[Begin Records for the task]
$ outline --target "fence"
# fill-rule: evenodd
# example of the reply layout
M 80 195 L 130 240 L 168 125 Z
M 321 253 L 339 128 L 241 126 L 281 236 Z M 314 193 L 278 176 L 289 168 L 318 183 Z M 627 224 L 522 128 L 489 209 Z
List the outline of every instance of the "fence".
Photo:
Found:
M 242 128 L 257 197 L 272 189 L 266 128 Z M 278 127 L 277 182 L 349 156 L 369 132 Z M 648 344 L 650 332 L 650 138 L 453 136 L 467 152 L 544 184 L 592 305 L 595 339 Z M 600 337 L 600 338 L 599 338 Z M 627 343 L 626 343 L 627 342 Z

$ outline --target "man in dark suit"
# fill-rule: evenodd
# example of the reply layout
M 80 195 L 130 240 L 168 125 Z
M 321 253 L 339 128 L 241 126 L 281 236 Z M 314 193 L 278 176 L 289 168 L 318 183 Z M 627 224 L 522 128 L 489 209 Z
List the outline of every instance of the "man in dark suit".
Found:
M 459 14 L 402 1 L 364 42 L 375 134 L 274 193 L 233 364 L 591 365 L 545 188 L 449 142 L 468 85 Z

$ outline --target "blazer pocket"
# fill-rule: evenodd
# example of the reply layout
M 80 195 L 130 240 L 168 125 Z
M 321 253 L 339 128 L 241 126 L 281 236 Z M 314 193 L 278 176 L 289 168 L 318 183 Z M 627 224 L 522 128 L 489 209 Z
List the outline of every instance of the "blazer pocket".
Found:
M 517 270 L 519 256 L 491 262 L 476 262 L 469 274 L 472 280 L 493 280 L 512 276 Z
[End Records for the task]
[Begin Records for the task]
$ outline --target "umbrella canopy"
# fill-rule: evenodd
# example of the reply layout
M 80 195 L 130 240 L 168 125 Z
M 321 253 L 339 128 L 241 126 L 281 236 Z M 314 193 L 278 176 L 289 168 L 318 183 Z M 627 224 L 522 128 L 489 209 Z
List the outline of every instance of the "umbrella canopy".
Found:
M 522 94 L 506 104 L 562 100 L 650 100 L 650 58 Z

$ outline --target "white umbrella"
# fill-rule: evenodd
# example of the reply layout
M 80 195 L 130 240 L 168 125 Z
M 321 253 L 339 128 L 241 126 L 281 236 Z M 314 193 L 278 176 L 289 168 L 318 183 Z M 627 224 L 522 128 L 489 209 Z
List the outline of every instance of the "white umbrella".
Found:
[End Records for the task]
Task prompt —
Extract every line in the entries above that contains the string "white".

Result for this task —
$ outline --target "white umbrella"
List the outline of every instance of the "white umbrella".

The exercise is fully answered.